### Problem
Return every line of the entries that contains the word "dome", copied in full. Match case exactly.

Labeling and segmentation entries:
----------

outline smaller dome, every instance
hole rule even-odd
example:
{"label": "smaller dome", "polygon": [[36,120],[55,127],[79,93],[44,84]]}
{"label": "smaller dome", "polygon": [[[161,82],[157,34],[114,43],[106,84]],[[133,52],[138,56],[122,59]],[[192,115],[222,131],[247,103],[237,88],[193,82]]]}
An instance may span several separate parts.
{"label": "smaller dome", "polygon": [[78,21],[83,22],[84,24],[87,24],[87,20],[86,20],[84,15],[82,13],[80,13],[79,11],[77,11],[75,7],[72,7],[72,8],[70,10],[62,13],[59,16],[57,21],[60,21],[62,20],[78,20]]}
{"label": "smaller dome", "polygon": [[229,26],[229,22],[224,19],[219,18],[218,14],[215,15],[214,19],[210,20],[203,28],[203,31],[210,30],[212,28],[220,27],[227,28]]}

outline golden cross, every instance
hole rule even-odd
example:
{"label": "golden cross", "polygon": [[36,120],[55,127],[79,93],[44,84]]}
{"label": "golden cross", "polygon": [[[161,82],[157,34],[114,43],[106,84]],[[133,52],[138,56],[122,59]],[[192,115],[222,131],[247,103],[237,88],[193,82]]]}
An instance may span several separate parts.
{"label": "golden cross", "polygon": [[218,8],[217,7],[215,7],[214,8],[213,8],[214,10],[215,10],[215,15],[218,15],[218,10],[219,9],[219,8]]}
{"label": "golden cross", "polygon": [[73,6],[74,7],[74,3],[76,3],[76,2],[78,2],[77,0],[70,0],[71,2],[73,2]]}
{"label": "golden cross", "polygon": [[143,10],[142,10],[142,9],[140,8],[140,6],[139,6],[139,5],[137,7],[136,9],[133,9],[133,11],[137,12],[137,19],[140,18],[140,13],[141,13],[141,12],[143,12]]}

----------

### Reply
outline smaller dome, every instance
{"label": "smaller dome", "polygon": [[36,120],[55,127],[79,93],[44,84]]}
{"label": "smaller dome", "polygon": [[[161,82],[157,34],[114,43],[106,84]],[[133,52],[138,56],[122,59]],[[192,115],[222,131],[247,103],[237,88],[193,82]]]}
{"label": "smaller dome", "polygon": [[78,21],[83,22],[84,24],[87,24],[87,20],[86,20],[84,15],[82,13],[80,13],[79,11],[77,11],[75,7],[72,7],[72,8],[70,10],[62,13],[59,16],[57,21],[60,21],[62,20],[78,20]]}
{"label": "smaller dome", "polygon": [[229,26],[229,22],[224,19],[219,18],[218,14],[215,15],[214,19],[210,20],[203,28],[203,31],[210,30],[212,28],[220,27],[227,28]]}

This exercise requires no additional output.